SELECTED PASSAGE:
---
And then there’s antitrust. As one of the biggest companies on
the planet, Amazon needs to fret about regulators and officials
at the Justice Department and the Federal Trade Commission who
could be concerned about its dominance in multiple markets and
its possible use of monopolistic predatory pricing. Scott
Fitzgerald, who worked for a dozen years in the Justice
Department’s antitrust division, became a corporate counsel for
the company last year. Two years earlier, Bryson Bachman, a
senior attorney in the antitrust division, was hired as a senior
corporate counsel. Before working at the Justice Department,
Bachman served as chief counsel to Sen. Mike Lee (R-Utah) on the
Senate’s Antitrust Subcommittee. In recent years, Amazon has
hired at least three other veterans of the Justice Department’s
antitrust division and five FTC officials.
“Amazon especially needs people these days who bring technical
expertise the company needs in its battles with the government
over antitrust and privacy, as Washington looks at tech
regulation,” Krumholz says, “and money is hardly an issue for
Amazon.”
Simultaneously, the US government has become an important source
of revenue for Amazon, primarily though Amazon Web Services,
which sells cloud-based services. AWS pitches itself on its
website as a crucial supplier for the government: “The AWS Cloud
provides secure, scalable, and cost-efficient solutions to
support the unique requirements and missions of the US federal
government. Our cloud services can be employed to meet mandates,
reduce costs, drive efficiencies, and increase innovation across
civilian agencies, intelligence community, and the Department of
Defense.” That site lists contracts with the FAA, the IRS, the
Census, the Army, DHS, GSA, NASA, the Nuclear Regulatory
Commission, the Social Security Administration, the Department of
the Interior, the Centers for Medicare and Medicaid Services, and
other government agencies. In 2014, AWS developed a computing
cloud for the CIA designed to be used by all 17 agencies of the
intelligence community. The price tag: $600 million. In November,
US immigration and Customs Enforcement noted its intent to pay
$100 million to AWS and Microsoft for cloud services. AWS sought
a $10 billion megacloud computing contract with the Defense
Department that was eventually awarded to Microsoft. But that
contract has been impeded by a lawsuit filed in 2019 by Amazon,
which accused then-President Donald Trump of intervening against
AWS due to his animosity toward Bezos, who owns the Washington
Post. (Bezos also owns Blue Origin, a rocket company, which has
plans to compete for US government contracts.)
---
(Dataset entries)
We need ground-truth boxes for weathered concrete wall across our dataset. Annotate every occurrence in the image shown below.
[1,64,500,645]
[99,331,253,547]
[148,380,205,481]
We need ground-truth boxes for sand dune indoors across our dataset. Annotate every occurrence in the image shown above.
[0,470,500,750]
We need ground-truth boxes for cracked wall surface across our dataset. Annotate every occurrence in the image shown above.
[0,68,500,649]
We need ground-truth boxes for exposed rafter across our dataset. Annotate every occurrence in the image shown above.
---
WORK TO COMPLETE:
According to the passage on Amazon and the federal government, how much did the 2014 computing cloud that AWS built for the CIA cost?

TASK ANSWER:
$600 million.